=== EXTRACTED ENTRIES ===

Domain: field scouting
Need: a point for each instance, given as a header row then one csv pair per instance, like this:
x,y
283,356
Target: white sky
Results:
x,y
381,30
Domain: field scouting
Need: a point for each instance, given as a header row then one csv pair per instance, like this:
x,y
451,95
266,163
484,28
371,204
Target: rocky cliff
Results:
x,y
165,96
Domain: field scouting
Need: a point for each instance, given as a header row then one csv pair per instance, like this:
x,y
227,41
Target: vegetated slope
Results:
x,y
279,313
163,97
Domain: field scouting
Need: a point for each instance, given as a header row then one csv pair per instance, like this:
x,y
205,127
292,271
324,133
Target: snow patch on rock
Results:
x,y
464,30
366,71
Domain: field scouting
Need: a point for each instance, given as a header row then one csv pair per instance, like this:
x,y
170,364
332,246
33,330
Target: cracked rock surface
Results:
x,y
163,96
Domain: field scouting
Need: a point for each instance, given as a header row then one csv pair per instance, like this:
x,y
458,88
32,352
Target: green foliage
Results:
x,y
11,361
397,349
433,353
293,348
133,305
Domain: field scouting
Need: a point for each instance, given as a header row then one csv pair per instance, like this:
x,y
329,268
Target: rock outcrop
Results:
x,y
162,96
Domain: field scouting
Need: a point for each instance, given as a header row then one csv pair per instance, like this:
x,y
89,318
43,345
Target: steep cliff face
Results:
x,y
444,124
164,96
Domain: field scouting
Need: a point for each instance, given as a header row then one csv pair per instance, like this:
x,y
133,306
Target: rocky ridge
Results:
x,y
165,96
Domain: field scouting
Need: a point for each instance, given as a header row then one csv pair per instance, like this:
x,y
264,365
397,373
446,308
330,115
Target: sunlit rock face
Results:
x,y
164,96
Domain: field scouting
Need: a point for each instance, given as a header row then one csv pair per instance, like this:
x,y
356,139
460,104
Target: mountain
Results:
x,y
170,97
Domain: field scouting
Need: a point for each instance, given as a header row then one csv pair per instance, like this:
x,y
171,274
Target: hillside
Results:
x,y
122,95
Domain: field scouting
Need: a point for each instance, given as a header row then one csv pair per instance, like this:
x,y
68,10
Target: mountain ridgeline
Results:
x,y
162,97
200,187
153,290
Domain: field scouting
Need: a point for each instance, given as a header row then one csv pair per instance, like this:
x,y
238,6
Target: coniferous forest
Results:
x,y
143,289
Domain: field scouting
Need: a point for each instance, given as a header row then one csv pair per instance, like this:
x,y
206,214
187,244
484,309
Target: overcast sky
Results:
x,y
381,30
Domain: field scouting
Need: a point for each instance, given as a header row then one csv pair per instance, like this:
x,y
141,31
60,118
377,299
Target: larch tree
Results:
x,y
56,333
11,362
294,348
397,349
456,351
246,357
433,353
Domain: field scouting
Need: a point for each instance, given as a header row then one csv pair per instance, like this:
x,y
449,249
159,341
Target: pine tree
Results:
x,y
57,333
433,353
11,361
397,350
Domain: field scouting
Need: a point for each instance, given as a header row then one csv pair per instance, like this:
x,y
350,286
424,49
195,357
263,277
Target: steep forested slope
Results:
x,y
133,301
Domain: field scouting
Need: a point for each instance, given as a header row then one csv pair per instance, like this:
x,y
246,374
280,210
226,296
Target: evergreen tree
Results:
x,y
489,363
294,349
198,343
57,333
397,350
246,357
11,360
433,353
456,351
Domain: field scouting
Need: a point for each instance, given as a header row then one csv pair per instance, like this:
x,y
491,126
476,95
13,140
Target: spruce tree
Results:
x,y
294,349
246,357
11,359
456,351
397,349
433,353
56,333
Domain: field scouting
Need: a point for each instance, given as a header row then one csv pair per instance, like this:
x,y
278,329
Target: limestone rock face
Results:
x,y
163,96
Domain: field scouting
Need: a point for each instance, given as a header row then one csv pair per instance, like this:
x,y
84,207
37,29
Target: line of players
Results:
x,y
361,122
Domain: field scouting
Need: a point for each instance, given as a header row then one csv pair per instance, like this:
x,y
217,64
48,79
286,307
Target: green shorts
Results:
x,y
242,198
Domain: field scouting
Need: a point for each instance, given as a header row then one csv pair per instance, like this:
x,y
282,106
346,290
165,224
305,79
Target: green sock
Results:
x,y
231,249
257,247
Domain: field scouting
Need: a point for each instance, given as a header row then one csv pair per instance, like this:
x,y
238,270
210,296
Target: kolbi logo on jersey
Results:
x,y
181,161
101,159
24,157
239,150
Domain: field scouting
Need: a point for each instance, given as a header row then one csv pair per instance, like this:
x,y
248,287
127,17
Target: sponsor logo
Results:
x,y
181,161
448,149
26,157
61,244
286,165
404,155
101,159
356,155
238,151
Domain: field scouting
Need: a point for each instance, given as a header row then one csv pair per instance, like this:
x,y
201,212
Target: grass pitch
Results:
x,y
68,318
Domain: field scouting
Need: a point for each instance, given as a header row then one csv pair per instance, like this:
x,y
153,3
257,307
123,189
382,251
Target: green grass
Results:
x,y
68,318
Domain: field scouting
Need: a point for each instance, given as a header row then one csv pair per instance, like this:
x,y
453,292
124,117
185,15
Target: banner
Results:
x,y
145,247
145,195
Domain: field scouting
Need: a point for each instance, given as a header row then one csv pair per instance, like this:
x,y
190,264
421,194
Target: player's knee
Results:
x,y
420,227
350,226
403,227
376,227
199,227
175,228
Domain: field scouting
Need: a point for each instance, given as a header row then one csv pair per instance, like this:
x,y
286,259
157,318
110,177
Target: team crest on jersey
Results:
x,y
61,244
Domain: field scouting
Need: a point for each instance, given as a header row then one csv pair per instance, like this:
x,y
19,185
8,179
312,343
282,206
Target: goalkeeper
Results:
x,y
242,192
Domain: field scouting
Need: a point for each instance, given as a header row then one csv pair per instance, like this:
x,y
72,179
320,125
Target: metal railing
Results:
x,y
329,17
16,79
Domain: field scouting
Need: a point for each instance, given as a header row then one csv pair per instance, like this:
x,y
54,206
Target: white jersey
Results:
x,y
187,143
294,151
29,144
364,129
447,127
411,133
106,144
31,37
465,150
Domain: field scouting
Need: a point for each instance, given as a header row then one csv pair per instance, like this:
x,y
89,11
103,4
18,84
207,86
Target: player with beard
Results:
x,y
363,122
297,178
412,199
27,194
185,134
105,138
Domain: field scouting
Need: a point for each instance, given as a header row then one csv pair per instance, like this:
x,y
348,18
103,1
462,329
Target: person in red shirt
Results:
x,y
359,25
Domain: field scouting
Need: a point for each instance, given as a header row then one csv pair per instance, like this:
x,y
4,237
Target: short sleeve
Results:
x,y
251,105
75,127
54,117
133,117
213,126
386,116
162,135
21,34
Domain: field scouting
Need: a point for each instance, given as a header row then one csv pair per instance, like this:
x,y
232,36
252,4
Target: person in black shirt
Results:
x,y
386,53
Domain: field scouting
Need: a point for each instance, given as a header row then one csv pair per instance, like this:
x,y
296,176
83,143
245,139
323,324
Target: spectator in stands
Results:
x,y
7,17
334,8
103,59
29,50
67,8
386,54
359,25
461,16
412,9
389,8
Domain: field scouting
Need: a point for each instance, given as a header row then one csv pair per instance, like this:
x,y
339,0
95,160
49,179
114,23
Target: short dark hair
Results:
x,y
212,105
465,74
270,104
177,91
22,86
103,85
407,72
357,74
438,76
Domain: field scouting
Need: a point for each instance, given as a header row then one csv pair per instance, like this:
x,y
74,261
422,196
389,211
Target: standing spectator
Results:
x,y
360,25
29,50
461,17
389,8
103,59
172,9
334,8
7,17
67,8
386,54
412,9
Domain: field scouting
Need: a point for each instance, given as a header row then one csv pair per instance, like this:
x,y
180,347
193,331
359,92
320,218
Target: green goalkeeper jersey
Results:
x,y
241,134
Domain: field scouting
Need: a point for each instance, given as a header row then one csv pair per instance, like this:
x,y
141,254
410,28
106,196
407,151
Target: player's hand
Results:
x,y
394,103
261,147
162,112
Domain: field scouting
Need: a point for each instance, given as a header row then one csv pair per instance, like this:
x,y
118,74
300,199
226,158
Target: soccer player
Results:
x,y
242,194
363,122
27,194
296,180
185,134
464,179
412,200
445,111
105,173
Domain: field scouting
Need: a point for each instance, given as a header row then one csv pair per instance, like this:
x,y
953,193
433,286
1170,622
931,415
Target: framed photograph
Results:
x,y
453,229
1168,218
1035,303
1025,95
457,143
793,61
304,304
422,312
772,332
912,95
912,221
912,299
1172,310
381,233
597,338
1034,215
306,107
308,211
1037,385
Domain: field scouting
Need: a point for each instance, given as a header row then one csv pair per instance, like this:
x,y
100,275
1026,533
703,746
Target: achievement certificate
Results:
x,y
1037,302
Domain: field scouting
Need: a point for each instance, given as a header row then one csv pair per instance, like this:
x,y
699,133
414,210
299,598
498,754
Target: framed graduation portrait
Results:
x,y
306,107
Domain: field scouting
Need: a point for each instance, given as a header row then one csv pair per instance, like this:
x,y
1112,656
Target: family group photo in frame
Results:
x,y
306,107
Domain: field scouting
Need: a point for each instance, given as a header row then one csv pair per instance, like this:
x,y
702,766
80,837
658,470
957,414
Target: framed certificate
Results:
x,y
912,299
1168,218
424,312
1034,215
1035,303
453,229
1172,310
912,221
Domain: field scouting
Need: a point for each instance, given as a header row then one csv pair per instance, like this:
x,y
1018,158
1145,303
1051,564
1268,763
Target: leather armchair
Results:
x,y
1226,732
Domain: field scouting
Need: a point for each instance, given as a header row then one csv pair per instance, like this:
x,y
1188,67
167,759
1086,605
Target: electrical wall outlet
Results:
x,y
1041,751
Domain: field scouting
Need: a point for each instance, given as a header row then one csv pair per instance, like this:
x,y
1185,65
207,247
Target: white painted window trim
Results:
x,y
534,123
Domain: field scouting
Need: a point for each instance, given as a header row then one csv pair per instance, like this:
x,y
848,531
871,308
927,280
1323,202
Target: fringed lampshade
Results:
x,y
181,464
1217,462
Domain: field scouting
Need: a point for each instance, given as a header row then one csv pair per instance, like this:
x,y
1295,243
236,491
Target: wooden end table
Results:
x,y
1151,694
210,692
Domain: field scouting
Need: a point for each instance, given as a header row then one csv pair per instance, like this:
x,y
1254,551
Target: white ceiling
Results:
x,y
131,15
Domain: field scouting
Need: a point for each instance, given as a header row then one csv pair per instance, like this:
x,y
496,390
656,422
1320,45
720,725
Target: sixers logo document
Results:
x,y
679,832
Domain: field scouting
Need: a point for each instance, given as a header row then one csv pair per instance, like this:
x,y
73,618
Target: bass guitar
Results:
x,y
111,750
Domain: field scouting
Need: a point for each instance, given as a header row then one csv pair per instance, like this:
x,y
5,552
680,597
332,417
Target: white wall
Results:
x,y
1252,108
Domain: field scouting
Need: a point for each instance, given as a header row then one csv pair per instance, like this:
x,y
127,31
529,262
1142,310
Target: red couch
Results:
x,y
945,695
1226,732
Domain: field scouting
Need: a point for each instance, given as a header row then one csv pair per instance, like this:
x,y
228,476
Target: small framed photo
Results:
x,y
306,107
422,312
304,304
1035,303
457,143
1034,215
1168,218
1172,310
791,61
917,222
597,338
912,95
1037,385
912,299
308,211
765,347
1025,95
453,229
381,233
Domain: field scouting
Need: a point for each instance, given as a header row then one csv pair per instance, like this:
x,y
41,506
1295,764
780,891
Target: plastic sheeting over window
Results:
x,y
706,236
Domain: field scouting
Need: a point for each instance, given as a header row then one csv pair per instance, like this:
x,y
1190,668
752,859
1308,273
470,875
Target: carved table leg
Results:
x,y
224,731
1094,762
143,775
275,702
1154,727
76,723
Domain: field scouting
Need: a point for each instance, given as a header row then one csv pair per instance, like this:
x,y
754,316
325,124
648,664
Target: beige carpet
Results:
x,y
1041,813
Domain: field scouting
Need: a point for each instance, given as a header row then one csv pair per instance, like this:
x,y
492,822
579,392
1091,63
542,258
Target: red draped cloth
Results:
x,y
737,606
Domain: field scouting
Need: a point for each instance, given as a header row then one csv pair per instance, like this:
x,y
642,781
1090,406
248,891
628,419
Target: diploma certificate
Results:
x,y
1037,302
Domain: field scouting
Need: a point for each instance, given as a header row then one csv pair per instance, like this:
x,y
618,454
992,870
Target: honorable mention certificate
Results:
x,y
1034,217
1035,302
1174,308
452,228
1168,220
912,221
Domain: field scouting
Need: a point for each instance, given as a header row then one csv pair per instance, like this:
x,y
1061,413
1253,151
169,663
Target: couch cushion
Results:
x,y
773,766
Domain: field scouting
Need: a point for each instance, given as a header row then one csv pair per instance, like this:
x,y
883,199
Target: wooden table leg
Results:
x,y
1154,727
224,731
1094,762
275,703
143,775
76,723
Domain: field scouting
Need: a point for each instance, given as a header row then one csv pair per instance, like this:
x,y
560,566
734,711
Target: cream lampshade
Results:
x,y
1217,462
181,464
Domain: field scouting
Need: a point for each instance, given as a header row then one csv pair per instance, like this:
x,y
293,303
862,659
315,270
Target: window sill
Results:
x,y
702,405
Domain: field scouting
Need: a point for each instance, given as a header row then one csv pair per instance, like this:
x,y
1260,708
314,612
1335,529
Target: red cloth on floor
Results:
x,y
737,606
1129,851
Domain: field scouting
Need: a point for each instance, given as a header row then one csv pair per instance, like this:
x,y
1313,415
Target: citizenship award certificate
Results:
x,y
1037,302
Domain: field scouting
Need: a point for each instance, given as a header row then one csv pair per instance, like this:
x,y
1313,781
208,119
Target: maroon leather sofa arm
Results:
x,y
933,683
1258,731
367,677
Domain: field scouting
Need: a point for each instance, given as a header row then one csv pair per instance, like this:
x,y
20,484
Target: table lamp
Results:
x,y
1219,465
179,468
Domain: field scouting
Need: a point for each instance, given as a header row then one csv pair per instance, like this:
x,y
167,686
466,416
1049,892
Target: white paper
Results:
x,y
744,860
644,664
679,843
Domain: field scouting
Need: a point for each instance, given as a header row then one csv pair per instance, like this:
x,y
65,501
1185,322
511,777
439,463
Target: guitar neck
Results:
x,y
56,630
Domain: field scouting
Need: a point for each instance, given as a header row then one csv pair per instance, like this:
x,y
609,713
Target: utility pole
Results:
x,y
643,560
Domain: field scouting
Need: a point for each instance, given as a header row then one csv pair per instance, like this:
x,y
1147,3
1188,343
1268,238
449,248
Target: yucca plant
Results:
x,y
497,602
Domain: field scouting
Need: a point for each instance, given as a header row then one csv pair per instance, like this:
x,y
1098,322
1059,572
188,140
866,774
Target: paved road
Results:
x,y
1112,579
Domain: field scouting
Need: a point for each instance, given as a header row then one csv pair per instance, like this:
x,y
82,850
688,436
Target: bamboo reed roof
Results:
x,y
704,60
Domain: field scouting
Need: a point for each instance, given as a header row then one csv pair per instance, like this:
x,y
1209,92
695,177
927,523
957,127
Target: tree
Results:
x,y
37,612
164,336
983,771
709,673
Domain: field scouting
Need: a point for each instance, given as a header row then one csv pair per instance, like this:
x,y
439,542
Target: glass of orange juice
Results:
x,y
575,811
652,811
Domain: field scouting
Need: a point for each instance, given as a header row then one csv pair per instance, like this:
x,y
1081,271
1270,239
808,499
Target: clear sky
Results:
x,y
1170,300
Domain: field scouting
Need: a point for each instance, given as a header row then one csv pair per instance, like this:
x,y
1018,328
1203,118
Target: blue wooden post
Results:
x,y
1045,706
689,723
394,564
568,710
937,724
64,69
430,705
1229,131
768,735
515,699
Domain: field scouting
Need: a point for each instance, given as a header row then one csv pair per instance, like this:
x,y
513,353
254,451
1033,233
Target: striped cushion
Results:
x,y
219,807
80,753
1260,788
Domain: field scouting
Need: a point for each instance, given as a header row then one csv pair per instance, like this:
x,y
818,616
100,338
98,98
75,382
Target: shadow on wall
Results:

===

**TASK GOAL**
Please find each line in the material above that contains the string "grass" and copy those lines out. Treat uppercase and lowercase as different.

**EXERCISE RESPONSE**
Target: grass pitch
Target: green grass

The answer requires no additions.